** BEGIN Reading text **

A non-cynical answer would be that Siri depends on certain hardware in the iPhone 4S that doesn’t exist on any other iOS device. But what, exactly? The iPad 2 has the same CPU (A5) and same amount of RAM (512 MB), but no Siri, no text dictation. No one at Apple has an answer for this other than to say that Siri was developed alongside and specifically for just one device: the iPhone 4S. And as good as Siri is, I get the impression that Apple is far from satisfied with where it stands today. The Newton was killed by that “egg freckles” stuff — it never recovered from the public perception that its handwriting recognition wasn’t good enough. If Siri is any less accurate on older iOS devices than it is on the 4S, Apple isn’t going to allow it.
Don’t forget that there’s a server/cloud-based backend that is required for Siri to function. I can’t help but suspect there’s some truth to this tweet from Mark Crump, speculating that Apple might be limiting Siri to the 4S simply to restrict the server load while the service is “beta”. There could be 100 million iOS 5 users by the end of this weekend; there will only be 1 or 2 million iPhone 4S users.
The most-hated sight in all of Mac OS X: the rainbow “wait” cursor, a.k.a. the spinning pizza of death. Waiting sucks.
iOS doesn’t have any cursors, let alone the spinning pizza, but it does have an equivalent: the closed iris splash screen of the Camera app. You want to snap a picture, but instead, you see the iris, and… you wait.

** END Reading text **
** BEGIN Record list **

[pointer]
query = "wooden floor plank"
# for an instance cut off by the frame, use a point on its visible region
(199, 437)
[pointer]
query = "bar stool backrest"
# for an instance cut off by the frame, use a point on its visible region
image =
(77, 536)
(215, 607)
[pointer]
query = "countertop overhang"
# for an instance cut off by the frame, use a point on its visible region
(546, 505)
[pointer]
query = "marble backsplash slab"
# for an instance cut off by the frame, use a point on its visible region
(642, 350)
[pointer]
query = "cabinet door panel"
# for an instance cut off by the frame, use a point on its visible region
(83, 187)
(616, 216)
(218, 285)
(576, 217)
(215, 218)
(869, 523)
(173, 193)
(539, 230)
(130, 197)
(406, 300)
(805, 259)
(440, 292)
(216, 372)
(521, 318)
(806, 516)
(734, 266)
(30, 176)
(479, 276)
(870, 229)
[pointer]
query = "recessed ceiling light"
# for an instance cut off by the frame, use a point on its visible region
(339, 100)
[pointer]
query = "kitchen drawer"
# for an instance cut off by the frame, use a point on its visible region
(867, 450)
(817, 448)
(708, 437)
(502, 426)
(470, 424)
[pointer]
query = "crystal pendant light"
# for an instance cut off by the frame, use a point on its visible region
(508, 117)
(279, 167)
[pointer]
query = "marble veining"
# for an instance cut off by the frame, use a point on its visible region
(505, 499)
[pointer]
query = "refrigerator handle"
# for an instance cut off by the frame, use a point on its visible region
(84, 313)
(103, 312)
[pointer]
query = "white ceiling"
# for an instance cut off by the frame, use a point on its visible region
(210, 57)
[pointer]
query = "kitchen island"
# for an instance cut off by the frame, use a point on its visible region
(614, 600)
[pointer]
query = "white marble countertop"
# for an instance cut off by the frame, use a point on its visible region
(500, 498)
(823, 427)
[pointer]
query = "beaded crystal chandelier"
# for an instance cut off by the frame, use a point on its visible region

** END Record list **

Short exercise 1
Rewrite the paragraph of the article on Siri and the iPhone 4S that begins "Don't forget that there's a server/cloud-based backend" as a shorter paragraph, keeping its main facts.
Short exercise 2
Switch "pizza" to "beach ball" and give the passage of the article on Siri and the iPhone 4S starting at "The most-hated sight" and ending at "and… you wait.".

Correct answer 1
Siri needs a server-based backend to work. A tweet from Mark Crump speculated that Apple may be limiting Siri to the iPhone 4S to restrict server load while the service is in beta, and this may be partly true. By the end of the weekend there could be 100 million iOS 5 users but only 1 or 2 million iPhone 4S users.

Correct answer 2
The most-hated sight in all of Mac OS X: the rainbow “wait” cursor, a.k.a. the spinning beach ball of death. Waiting sucks.
iOS doesn’t have any cursors, let alone the spinning beach ball, but it does have an equivalent: the closed iris splash screen of the Camera app. You want to snap a picture, but instead, you see the iris, and… you wait.